◆ Teks yang Disediakan
****************************************

Kenapa Harus Bikin Film

Kenapa harus bikin film?
Oleh. Eci FE

Menarik menjawab pertanyaan di atas dari sudut pandang “chip” yang tertanam dalam diri manusia, concious mind dan unconcious mind. Namun sebelumnya kita kenali dulu apa arti film itu sendiri. Dalam bahasa, kata film adalah sebutan untuk lembaran rol pita pada perangkat kamera. Kata ini diadaptasi dari kata ‘movie’ atau moving picture (gambar bergerak).

Pada awalnya perekaman ditujukan untuk mereka yang tak sempat menonton pertunjukkan teater secara langsung. Lalu film kemudian mengalami perkembangan hingga seperti sekarang. Film bisa ditontong kapan saja dengan mendatangi gedung bioskop. Atau bisa juga diputar di rumah masing-masing sesuai genre film yang diinginkan lewat keping dvd.

Seperti halnya teatre, film dibuat untuk tujuan menghibur. Karena hiburan adalah salah satu kebutuhan manusia yang harus terpenuhi. Namun lambat laun tujuan ini mengalami perluasan muatan. Contohnya, dengan menonton film India (bollywood) yang identik dengan romansa percintaan, kita bisa mengintip budaya mereka, kebiasaan masyarakatnya, serta isu-isu sosial yang sedang mereka di hadapi.

Begitu pun dengan perfilm-an hollywood yang cenderung menampilkan kisah kepahlawanan lewat sosok-sosok heroik yang bertujuan membangkitkan rasa percaya diri dan nasionalisme warganya. Atau yang sedang naik daun sekarang, Korea Selatan. Dari drakor (drama korea) dengan branding kekeluargaan (hubungan personal), kita bisa sekaligus mengintip kehidupan dan kebudayaan mereka yang unik.

Mereka terhitung berhasil menularkan “demam drakor” pada dunia dan jadi magnet yang menarik mata dunia melirik kehidupan kebudayaan mereka lebih jauh. Jadi film tak hanya hadir sebagai tontonan. Namun juga sebagai corong untuk mengenalkan produk kebudayaan pada dunia. Yang pada akhirnya juga membawa dampak lainnya. Seperti majunya dunia pariwisata, kuliner, dan sektor lainnya.

Di dalam negri sendiri dunia perfilm-an sedang mengalami perkembangan ke arah lebih baik. Banyak film-film kita yang memperoleh pengakuan di tingkat internasional. Begitu pun dengan aktor/aktrisnya. Sebut saja nama Iko Uwais. Dalam sebuah video yang diunggah akun @Rotten Tomatos, Peter Berg, sutradara film Miles 22 mengakui kepiawaian Iko Uwais dan menyamakan Iko dengan aktor dunia sekelas Bruce Lee dan Jacky chan.

****************************************

◆ Tugas Tertulis
1) Dalam artikel tentang film, siapa yang menyamakan Iko Uwais dengan Bruce Lee dan Jacky Chan?
2) Tuliskan lanjutan artikel tentang film ini, dimulai setelah kalimat terakhir yang ditampilkan.
Baris-baris setelah ini diambil dari sumber yang berbeda.

(Data anotasi berbasis titik)

****************************************

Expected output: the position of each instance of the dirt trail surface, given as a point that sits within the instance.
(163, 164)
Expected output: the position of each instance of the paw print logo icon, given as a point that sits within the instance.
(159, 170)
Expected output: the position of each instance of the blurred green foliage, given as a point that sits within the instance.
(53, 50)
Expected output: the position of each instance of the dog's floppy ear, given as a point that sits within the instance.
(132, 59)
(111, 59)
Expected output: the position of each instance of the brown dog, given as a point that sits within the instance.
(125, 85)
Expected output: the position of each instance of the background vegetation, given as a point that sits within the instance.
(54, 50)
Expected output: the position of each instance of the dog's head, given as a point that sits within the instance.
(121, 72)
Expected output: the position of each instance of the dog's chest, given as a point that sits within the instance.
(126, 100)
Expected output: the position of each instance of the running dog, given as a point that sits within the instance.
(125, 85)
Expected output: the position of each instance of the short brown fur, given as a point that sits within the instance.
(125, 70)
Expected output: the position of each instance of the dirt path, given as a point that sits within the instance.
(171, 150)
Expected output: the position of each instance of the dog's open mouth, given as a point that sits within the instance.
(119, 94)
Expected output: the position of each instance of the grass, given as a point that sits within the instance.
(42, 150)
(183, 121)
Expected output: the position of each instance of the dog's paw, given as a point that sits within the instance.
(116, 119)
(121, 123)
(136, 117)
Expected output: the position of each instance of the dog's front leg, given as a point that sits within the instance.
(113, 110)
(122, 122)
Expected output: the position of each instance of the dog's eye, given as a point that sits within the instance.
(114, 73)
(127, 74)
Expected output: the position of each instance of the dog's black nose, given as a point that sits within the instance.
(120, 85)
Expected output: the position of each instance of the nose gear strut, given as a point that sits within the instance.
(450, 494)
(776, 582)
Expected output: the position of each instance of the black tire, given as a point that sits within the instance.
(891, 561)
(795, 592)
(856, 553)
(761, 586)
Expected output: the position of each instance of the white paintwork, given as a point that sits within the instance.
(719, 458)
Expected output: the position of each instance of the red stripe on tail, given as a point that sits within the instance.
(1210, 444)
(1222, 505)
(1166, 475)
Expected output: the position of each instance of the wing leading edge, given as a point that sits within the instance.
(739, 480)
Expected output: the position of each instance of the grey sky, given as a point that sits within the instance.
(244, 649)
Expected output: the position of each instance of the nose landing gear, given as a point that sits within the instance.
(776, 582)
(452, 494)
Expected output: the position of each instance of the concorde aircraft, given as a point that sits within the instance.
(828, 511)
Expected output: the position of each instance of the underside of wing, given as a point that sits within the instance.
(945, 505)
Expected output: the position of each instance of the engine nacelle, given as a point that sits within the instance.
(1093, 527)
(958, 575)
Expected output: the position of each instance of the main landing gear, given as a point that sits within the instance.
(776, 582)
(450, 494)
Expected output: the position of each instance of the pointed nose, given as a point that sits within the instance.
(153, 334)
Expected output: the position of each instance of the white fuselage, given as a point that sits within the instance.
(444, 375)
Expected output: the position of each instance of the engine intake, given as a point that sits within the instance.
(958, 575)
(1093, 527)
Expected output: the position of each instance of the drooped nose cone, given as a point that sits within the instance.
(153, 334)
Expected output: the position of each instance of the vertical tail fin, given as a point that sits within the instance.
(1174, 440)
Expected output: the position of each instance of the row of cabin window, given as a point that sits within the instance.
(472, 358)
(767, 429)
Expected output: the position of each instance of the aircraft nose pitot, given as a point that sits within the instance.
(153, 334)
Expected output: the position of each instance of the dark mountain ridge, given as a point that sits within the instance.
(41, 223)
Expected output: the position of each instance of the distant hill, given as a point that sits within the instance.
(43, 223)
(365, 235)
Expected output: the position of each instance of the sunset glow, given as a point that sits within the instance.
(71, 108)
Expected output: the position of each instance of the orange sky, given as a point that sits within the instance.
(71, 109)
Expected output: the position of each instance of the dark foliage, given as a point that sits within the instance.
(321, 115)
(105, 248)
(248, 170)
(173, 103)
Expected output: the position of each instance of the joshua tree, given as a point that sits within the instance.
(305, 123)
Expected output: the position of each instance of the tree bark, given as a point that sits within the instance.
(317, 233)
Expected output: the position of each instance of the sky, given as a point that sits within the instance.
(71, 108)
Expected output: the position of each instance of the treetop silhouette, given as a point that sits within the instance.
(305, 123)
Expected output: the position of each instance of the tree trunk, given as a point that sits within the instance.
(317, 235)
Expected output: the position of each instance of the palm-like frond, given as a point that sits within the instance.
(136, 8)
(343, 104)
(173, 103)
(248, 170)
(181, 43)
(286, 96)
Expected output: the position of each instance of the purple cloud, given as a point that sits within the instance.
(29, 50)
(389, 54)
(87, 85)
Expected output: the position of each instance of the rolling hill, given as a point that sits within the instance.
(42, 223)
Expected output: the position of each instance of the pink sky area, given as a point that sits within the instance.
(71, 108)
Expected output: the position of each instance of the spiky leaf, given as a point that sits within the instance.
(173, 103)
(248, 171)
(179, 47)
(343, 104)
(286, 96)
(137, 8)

****************************************

◆ Jawaban Berurutan
1) Peter Berg, sutradara film Miles 22.

2)
Di mata dunia, Iko adalah ikon silat Indonesia. Lewat film laganya, Iko sukses mengenalkan salah satu produk kebudayaan Indoensia tersebut pada dunia. Tentunya kita patut bangga pada pencapaian Iko, dan berharap akan lahir produk-produk menarik berikutnya. Sebab Indonesia punya modal besar yang patut ditonton masyarakat dunia.

Kembali ke awal. Menarik melihat bagaimana sebuah film bekerja mempengaruhi prilaku manusia. Dalam ranah psikologi kita mengenal dua istilah, consious mind (pikiran sadar) dan unconsious mind (pikiran bawah sadar). Pikiran sadar identik dengan pikiran kritis (siaga). sebaliknya, pikiran bawah sadar bekerja ketika pikiran dalam kondisi santai.

Contoh. Pada saat seeorang menonton film, membaca, menyimak, bermenung, saat mengantuk, pikirannya berada dalam kondisi rileks/santai. Fase ini biasa disebut fase hipnotis. Dimana otak berada di kisaran gelombang Alfa.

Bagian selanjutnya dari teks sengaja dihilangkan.